What the task asks: Will you print the statement below about the Labour Party expulsion from "Now, as a result" up to and including "by political panic."?

Excerpted passage:
Previously the appeal body (NEC Panel) decided that support for Socialist Fight, the Marxist publication and trend that I support, was compatible with membership of the Labour Party, since it has never stood in elections against Labour in the past and had no intention of doing so in the future. This is still true, contrary to the sole charge in the letter that I am in breach of clause 2.1.4A of the Labour Party’s rules on supporting “a political organisation other than an official Labour group or unit of the party”. If this description is now deemed to apply to Socialist Fight, it also logically applies to Progress, or for that matter the Labour Friends of Israel. I note that unlike these two organisations, Socialist Fight has no external sources of funding whatsoever.
Now, as a result of an intervention by David Cameron, the NEC has either changed its mind or had its mind changed for it by someone. The sheer speed of the expulsion, only hours after Cameron’s denunciation, suggests the decision was taken in an arbitrary manner with no consultation with the members of the NEC or any other body. After all, the appeal against my previous expulsion took many weeks to be processed. There was no reason for such a political decision to be taken in such haste and without a proper procedure being gone through. It is obvious that massive shortcuts were taken in terms of democracy and due process in my case, and what happened was basically a form of summary ‘justice’ driven by political panic.

Recorded data:
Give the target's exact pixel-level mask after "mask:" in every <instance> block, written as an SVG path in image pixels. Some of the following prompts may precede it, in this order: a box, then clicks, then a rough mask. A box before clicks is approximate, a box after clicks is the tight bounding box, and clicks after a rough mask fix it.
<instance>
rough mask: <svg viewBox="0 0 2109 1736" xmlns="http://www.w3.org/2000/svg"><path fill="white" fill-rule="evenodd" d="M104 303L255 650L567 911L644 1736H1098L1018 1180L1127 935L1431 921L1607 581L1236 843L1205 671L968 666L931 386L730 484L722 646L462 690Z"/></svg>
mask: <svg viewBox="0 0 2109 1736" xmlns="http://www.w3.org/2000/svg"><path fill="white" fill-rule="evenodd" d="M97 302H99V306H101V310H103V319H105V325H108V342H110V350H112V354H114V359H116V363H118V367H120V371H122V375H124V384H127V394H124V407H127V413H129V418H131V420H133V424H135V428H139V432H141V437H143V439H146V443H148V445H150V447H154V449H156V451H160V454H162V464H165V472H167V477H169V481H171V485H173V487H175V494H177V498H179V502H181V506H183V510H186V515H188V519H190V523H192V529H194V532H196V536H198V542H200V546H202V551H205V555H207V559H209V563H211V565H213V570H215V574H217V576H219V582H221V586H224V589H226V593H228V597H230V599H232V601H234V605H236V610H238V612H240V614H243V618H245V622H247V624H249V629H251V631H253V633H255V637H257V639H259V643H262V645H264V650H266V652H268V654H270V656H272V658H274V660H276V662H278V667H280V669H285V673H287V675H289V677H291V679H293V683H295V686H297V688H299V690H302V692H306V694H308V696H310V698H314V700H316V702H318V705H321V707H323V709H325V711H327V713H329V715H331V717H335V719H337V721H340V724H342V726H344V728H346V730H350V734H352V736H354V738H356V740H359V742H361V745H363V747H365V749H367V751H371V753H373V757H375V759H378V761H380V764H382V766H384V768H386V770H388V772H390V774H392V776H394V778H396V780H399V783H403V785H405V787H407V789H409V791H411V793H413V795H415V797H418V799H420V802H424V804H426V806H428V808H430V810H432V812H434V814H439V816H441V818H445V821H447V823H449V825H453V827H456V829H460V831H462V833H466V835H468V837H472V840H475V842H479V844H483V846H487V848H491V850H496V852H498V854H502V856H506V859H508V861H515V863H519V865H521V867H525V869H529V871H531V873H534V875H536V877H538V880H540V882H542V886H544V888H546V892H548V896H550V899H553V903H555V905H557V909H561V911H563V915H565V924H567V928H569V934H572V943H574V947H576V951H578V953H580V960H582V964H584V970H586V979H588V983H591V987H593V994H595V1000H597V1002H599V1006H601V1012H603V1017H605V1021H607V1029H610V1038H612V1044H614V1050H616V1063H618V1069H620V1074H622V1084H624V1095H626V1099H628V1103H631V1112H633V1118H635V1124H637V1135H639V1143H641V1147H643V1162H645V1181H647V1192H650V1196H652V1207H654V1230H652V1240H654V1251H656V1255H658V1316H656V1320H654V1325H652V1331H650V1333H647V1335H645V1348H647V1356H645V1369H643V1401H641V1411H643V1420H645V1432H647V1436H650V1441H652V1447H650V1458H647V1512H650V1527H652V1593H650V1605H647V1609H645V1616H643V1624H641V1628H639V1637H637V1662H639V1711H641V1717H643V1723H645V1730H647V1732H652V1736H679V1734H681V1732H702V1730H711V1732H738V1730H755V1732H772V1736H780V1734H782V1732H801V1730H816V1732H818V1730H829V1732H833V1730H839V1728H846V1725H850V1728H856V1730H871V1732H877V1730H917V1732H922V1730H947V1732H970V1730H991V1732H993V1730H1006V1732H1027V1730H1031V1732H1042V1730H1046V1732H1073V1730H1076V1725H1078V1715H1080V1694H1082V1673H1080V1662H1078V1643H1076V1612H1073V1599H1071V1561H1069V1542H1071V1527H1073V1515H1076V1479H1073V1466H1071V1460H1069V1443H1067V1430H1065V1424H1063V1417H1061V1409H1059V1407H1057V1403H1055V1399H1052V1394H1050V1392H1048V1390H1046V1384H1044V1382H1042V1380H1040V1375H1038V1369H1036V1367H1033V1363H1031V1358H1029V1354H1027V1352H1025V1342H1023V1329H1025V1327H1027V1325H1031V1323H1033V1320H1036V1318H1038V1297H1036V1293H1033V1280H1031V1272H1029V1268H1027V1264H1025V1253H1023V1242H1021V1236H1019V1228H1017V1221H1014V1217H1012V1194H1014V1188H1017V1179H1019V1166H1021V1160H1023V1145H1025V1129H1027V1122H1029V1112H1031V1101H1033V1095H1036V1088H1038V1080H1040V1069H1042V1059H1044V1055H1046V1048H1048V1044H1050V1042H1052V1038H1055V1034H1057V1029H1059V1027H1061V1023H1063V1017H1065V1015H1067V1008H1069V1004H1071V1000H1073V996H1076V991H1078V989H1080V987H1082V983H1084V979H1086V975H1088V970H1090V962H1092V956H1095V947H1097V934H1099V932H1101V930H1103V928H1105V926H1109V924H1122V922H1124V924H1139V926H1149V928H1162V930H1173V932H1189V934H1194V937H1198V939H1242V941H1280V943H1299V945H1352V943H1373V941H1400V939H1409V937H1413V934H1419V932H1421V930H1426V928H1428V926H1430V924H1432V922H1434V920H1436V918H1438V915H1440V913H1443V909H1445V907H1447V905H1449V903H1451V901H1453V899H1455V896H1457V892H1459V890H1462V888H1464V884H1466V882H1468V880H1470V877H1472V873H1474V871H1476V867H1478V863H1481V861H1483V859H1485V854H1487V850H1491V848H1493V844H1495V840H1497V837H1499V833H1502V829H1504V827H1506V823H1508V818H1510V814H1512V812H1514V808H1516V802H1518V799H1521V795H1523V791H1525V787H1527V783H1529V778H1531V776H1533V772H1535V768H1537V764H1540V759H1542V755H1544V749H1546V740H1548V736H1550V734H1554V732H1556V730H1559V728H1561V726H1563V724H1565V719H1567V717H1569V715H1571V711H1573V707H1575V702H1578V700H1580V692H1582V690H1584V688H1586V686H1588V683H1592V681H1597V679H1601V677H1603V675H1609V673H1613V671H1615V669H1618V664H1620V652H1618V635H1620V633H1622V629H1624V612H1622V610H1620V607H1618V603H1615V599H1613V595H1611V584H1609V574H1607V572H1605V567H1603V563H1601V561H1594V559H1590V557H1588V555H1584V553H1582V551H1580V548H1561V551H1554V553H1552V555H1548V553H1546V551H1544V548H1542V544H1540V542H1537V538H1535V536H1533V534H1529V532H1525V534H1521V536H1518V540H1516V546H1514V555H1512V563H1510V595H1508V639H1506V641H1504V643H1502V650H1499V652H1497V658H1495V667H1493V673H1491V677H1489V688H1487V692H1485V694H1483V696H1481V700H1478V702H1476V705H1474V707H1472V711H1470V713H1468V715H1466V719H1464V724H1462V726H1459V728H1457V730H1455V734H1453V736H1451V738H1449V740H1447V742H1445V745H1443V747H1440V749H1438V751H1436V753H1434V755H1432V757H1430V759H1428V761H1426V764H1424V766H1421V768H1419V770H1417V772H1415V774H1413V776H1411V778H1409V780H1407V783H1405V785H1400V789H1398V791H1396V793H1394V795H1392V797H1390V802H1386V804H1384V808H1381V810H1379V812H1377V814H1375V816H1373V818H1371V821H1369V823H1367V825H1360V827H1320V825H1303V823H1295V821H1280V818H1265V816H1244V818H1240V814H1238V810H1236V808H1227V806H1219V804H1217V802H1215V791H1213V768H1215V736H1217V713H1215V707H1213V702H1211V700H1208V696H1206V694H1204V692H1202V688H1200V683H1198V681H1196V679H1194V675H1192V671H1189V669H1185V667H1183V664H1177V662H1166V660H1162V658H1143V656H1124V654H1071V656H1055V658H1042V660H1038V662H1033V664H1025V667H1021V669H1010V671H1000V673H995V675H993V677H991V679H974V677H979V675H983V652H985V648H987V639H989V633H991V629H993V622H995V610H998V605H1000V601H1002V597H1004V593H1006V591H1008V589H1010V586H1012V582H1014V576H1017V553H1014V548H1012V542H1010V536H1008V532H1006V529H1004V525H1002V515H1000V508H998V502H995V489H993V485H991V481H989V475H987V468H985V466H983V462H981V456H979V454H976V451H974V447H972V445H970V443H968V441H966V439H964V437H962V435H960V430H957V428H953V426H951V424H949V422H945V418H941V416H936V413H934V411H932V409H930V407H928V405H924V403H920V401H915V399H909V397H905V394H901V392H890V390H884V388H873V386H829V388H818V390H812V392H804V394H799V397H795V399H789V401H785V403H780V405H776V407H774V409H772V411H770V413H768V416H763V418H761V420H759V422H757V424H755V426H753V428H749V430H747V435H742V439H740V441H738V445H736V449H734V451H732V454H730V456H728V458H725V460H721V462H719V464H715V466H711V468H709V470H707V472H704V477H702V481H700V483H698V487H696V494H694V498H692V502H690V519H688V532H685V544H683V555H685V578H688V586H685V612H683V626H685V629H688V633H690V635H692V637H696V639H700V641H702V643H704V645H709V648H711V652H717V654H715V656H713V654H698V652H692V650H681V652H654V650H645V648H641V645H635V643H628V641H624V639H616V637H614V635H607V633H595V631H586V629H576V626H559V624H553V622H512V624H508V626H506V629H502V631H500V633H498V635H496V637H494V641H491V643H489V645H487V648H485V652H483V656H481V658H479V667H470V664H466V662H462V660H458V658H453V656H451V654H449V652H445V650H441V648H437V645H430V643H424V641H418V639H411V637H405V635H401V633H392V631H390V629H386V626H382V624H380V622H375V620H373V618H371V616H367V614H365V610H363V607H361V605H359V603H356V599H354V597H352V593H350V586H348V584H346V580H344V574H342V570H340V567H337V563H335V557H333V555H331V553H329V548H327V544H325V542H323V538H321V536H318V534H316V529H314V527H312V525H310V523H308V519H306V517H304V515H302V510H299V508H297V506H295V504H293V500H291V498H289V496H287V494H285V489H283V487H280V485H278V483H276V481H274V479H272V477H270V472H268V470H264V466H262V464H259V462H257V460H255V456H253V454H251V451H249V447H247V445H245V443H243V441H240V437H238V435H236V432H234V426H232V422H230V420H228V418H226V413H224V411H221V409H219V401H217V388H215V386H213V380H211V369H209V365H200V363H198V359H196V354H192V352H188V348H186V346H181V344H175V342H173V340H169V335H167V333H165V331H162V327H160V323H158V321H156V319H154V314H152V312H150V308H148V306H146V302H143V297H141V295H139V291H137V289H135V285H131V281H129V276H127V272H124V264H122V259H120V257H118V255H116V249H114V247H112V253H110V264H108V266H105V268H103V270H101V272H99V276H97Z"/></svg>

Completed exercise:
Now, as a result of an intervention by David Cameron, the NEC has either changed its mind or had its mind changed for it by someone. The sheer speed of the expulsion, only hours after Cameron’s denunciation, suggests the decision was taken in an arbitrary manner with no consultation with the members of the NEC or any other body. After all, the appeal against my previous expulsion took many weeks to be processed. There was no reason for such a political decision to be taken in such haste and without a proper procedure being gone through. It is obvious that massive shortcuts were taken in terms of democracy and due process in my case, and what happened was basically a form of summary ‘justice’ driven by political panic.